Problema A →
Transforme a listagem abaixo numa tabela em Markdown com as colunas Linha e Texto. Numere cada linha e deixe de fora as que estiverem em branco.

Ricardo Lima - Desde seu primeiro momento, a poesia de Roberto Piva se distingue pela originalidade. Vemos influências: de Dante aos beats, passando por Blake, Rimbaud e os surrealistas. É possível apontar alguma "filiação", alguma continuidade na tradição literária brasileira?

 

Alcir Pécora - No Brasil, gostam muito de filiar os poetas, e os poetas surpreendentemente gostam muito de ser filiados. Em vez de angústia, orgulho da influência. Poesia de tributo. Há um monte de poeta que se filia ao Piva, com ou sem a anuência dele. Não me parece que, entre esses seguidores, haja nenhum citável. Ele trabalha no limite, no excesso, o que significa que é fácil imitar algum eventual cacoete ou traço secundário (como o propalado "surrealismo"), mas é dificilimo imitá-lo nas virtudes. De qualquer modo, há os seus companheiros de viagem, tais como alguns dos relacionados por Carlos Filipe Moisés e Álvaro Alves de Faria na antologia da "Geração 60", mas, mesmo aí, não são tantos os que guardam algo em comum com a poesia do Piva.

 

 

RL - Nos anos 60, a poesia brasileira tem alguns modelos de forte expressão, como o verso enxuto de João Cabral, a novidade concretista e a poesia de resistência, com temática social. Piva não se filia a nenhum deles. Você acredita que ele inaugura algo novo em nossa literatura?

 

AP - Esses eixos que refere tiveram maior repercussão em São Paulo em função do Fla X Flu entre o sociologismo uspiano e o concretismo. Mas algumas das melhores vozes da poesia brasileira estão fora desse esquema meio caricato, a começar por Drummond; mas citaria ainda Jorge de Lima, Murilo Mendes, Mario Faustino, Hilda Hilst, etc.

 

 

RL - Nos últimos 40 anos Piva publicou pouco, com grandes intervalos. Livros pequenos por editoras pequenas. Ao mesmo tempo, é figura conhecida na literatura brasileira desde seus primeiros livros. Esse hiato, esse silêncio, se deve à incompetência do segmento editorial ou à cegueira da crítica?

 

AP - O mercado editorial brasileiro é quase ridículo. Retiraria o "quase" se não fosse sentimental. Afora uns poucos profissionais do ramo, o resto é coisa de amador, de simples reprodução do esquema blockbuster internacional, e ainda lance de ocasião para obter alguma verba governamental. A crítica está em vias de extinção, trocada pelo colunismo social da grande imprensa ou dos pequenos sites: em matéria de crítica, ao menos, a ruindade é democrática. Mas isso explica menos o silêncio em relação ao Piva do que o alarde em torno de tanta porcaria que passa por grande literatura. Uma linguagem nova não se pode dizer na antiga ou partilhada por muitos. O estranhamento, a dificuldade, mesmo a hostilidade existem necessariamente nesse contato.

Listagem extraída →
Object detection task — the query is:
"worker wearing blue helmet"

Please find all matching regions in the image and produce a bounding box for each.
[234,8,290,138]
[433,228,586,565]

Problema B →
Reproduza palavra por palavra o trecho da entrevista que vai de "AP - Esses eixos" até "cegueira da crítica?".

Resposta completa A →
| Linha | Texto |
|---|---|
| 1 | Object detection task — the query is: |
| 2 | "worker wearing blue helmet" |
| 3 | Please find all matching regions in the image and produce a bounding box for each. |
| 4 | [234,8,290,138] |
| 5 | [433,228,586,565] |

Resposta completa B →
AP - Esses eixos que refere tiveram maior repercussão em São Paulo em função do Fla X Flu entre o sociologismo uspiano e o concretismo. Mas algumas das melhores vozes da poesia brasileira estão fora desse esquema meio caricato, a começar por Drummond; mas citaria ainda Jorge de Lima, Murilo Mendes, Mario Faustino, Hilda Hilst, etc.

 

 

RL - Nos últimos 40 anos Piva publicou pouco, com grandes intervalos. Livros pequenos por editoras pequenas. Ao mesmo tempo, é figura conhecida na literatura brasileira desde seus primeiros livros. Esse hiato, esse silêncio, se deve à incompetência do segmento editorial ou à cegueira da crítica?